▶ [REQUIRED TASKS]:
**a.** Answer these questions from the news report on rural women's economic self-reliance:
(i) Which social curses have the women raised their voice against?
(ii) What are the women now doing for their children's education?
(iii) Who did the successful women talk to?
**b.** Could you write a continuation of the news report on rural women's economic self-reliance in northern Bangladesh, picking up after its last sentence?

Economic self-reliance enhances empowerment of rural women

After achieving economic self-reliance, hundreds of distressed rural women have set up a glaring example in empowering them in northern Bangladesh through contributing a lot towards attaining sustainable social uplift.

These successful women had to live under miseries with their family members due to abject poverty even a decade ago and they are now sending their children to schools though they never thought about education of their kids in the pasts.

At the same time, they have achieved sanitation coverage, raised their voice against social curses like repression, child marriage, dowry, polygamy, superstitions and have adopted proper family planning to reduce population growth rate.

Because of their appreciable awareness, the number of maternal and neonatal deaths, malnutrition of the children, women and pregnant women has also been reduced to the minimum everywhere including remote and hardly reachable char areas.

Talking to BSS, the successful women said it became possible only after attaining economic self-reliance through their hard endevours at their own or under the assistances of various ongoing programmes of the government, NGOs, donor agencies etc.

(Dataset entries)
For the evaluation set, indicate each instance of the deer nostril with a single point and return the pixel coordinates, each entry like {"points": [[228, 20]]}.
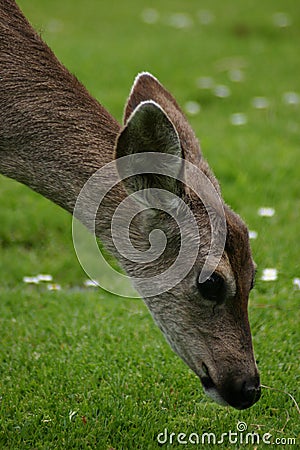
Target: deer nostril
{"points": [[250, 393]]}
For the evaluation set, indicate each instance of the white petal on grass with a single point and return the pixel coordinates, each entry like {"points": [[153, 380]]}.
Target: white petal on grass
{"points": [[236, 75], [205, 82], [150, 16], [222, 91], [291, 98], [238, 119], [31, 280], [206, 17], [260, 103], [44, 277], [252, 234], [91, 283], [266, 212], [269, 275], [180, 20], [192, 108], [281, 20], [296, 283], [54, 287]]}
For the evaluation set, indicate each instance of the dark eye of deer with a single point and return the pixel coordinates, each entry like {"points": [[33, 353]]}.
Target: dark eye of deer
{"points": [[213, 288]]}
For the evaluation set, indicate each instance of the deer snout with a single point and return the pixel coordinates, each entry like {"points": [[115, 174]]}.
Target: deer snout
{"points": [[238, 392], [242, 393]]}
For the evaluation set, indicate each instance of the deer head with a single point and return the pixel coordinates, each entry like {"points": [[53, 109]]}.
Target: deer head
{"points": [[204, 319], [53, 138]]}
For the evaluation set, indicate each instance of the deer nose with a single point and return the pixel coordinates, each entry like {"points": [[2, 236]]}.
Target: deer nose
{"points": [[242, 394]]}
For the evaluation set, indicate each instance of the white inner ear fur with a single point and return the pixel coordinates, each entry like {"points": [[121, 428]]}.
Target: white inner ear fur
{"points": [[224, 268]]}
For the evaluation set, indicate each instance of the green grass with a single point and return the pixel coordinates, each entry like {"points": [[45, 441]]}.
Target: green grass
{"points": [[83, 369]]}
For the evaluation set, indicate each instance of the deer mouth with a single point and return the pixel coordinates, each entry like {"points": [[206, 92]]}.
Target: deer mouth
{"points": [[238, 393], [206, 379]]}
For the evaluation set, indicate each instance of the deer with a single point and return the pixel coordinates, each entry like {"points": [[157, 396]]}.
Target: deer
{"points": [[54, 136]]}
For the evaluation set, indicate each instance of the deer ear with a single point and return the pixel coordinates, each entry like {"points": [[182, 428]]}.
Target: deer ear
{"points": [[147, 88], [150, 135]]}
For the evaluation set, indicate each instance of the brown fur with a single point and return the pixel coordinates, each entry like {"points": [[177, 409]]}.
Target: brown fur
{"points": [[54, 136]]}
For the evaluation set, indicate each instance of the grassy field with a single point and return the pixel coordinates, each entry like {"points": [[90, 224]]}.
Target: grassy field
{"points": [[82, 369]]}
==
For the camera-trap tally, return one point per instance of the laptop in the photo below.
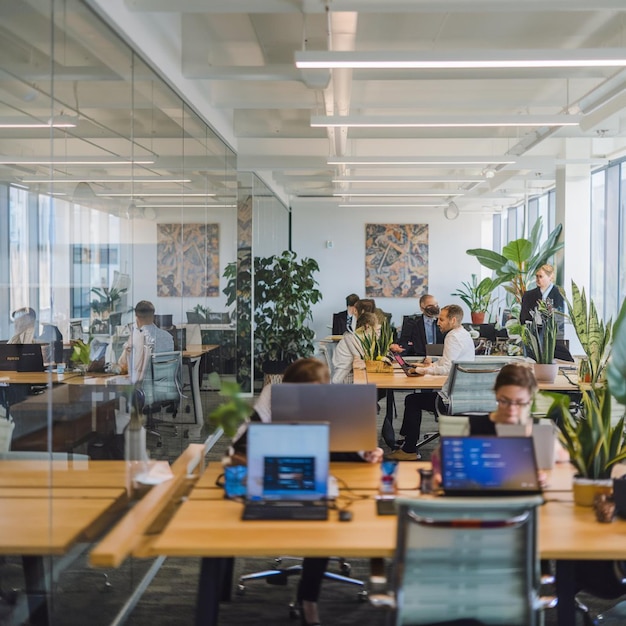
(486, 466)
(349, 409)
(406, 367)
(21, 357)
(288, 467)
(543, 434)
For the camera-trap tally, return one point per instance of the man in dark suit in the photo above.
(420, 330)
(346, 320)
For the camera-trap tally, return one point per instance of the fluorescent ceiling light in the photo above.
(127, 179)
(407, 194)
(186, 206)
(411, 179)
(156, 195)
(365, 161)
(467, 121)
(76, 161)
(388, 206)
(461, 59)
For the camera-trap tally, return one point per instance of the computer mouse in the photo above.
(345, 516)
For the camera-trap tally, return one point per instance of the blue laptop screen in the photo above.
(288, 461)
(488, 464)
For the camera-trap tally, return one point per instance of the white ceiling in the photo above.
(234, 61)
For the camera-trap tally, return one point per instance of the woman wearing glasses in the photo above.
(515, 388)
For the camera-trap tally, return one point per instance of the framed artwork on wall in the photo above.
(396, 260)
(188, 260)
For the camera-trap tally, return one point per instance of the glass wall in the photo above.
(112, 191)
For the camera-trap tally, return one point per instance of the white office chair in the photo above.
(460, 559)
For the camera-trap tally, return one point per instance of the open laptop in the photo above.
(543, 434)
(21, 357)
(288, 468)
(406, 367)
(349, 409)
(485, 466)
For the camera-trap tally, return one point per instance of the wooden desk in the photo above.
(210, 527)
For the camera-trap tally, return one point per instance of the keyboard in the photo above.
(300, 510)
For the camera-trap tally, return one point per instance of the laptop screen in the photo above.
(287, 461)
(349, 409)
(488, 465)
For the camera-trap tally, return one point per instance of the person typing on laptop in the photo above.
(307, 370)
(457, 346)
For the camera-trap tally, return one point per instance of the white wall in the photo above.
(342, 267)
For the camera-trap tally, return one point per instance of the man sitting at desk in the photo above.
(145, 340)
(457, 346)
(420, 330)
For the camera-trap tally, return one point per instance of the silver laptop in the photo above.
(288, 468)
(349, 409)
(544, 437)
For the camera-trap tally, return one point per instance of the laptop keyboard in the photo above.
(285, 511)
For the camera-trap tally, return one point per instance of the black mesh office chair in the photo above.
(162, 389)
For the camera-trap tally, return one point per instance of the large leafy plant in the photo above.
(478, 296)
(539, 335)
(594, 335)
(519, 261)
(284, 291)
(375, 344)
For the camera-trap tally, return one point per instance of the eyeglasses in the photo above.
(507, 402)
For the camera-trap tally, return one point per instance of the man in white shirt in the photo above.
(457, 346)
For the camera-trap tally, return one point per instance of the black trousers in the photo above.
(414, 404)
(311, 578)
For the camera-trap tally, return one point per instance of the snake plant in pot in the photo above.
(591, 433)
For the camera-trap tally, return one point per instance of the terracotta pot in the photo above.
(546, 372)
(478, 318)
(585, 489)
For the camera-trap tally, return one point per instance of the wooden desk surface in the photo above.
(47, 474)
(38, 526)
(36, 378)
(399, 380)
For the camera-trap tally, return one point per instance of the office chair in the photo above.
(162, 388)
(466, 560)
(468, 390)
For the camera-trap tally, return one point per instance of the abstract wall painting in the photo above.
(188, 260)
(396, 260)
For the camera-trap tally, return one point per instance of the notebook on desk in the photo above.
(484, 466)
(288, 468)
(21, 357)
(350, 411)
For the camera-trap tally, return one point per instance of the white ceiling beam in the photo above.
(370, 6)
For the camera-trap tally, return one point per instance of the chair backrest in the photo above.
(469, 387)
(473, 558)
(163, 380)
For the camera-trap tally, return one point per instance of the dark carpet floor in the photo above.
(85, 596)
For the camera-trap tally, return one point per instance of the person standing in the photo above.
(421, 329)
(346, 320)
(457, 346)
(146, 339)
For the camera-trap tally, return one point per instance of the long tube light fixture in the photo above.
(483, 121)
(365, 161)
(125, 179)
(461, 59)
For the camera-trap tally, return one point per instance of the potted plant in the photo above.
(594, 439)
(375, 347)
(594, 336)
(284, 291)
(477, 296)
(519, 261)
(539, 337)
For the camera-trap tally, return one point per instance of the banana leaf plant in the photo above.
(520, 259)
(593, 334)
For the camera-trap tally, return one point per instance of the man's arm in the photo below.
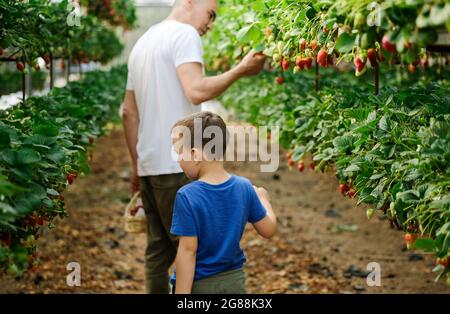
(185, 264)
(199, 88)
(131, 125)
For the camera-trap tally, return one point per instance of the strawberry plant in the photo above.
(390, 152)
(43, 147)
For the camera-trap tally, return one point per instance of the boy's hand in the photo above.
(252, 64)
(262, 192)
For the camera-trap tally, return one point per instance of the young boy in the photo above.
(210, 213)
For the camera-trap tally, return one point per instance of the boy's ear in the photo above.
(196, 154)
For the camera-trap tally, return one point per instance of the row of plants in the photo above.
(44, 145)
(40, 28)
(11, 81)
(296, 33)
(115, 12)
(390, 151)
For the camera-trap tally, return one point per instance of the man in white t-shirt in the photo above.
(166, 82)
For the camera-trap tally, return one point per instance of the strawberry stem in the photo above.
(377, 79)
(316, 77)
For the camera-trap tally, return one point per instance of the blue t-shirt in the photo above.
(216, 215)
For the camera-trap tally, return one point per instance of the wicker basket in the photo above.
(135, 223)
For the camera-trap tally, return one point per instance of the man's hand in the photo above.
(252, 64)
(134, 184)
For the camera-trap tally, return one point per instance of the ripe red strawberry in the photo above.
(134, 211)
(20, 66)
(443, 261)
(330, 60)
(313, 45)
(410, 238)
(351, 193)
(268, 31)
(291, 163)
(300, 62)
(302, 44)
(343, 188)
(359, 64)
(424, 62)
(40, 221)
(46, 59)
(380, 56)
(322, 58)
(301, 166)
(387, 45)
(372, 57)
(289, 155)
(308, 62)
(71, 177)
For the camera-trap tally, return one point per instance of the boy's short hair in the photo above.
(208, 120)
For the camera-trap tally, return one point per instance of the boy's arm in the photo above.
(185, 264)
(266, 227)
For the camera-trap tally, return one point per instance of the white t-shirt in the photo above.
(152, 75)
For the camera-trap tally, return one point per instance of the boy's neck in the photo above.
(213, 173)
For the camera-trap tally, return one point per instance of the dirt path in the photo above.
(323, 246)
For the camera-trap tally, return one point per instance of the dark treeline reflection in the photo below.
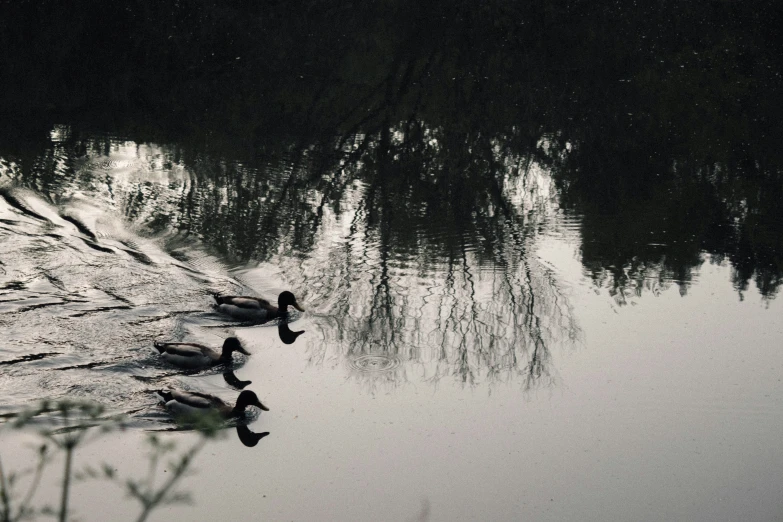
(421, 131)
...
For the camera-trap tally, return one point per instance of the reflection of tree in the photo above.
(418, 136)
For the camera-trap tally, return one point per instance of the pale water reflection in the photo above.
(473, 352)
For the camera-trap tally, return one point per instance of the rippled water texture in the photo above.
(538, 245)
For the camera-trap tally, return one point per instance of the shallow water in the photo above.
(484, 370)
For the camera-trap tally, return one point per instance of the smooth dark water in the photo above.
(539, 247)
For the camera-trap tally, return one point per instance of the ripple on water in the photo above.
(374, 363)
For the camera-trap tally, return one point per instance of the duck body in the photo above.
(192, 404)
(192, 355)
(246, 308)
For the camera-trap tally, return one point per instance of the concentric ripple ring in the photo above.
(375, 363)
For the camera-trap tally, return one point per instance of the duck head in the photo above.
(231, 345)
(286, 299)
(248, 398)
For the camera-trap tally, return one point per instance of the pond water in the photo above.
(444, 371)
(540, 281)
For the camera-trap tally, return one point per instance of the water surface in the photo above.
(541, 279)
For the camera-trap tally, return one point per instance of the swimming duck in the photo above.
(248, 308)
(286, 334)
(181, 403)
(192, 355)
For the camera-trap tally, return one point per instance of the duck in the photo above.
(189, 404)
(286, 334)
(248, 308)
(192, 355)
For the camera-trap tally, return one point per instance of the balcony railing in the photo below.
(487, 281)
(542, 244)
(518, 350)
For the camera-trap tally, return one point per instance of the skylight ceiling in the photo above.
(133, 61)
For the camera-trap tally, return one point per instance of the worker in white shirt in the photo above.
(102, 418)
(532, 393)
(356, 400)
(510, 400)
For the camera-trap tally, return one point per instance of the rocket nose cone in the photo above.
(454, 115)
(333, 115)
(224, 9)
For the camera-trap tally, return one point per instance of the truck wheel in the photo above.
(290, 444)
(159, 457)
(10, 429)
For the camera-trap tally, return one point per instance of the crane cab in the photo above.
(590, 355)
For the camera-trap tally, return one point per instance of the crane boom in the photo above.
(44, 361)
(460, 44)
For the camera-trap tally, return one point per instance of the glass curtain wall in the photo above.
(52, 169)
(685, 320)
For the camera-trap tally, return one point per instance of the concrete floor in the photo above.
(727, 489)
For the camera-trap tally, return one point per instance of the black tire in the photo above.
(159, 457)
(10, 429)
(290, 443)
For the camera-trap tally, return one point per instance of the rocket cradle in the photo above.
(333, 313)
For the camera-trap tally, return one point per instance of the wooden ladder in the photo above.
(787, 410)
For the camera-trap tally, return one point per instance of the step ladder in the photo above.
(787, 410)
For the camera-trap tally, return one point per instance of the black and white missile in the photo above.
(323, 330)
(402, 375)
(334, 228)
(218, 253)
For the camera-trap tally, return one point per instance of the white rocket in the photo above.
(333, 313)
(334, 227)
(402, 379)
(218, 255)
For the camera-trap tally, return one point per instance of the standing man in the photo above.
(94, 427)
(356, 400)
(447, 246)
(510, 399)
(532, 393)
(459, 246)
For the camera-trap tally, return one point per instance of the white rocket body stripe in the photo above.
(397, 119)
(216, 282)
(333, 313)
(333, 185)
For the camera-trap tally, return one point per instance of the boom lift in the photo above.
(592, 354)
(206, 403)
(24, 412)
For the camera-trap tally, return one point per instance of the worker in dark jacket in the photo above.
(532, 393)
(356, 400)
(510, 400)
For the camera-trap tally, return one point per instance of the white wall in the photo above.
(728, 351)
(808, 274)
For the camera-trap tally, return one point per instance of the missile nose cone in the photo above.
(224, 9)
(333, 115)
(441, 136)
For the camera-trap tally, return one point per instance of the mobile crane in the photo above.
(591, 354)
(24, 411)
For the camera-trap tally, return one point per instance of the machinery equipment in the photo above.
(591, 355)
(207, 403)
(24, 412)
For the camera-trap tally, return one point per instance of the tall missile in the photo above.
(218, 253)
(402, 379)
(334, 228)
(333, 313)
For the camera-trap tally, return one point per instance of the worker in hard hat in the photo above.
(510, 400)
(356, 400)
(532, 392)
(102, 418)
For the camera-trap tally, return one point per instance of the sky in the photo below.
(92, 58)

▶ [ANSWERS PROVIDED]:
**a.**
(i) Repression, child marriage, dowry, polygamy and superstitions.
(ii) They are sending their children to schools.
(iii) BSS.

**b.**
They expressed confidence that the women could become the driving force in attaining cent percent literacy for their children completely stopping school dropouts if all of the downtrodden womenfolk could be made economically solvent.

Successful women Ful Banu, Parveen, Jasmine, Kohinoor, Chhoki Begum, Rashida and Shyamoli of different Rangpur villages narrated their success stories and stressed for ensuring equal rights of the womenfolk through empowering them economically.

They have achieved success through sewing handloom garments, animal husbandry, rearing poultry birds, plucking green tea leaves, selling their labours as farm- labourers, homestead gardening, farming fruits, spices, fish and agri-activities etc.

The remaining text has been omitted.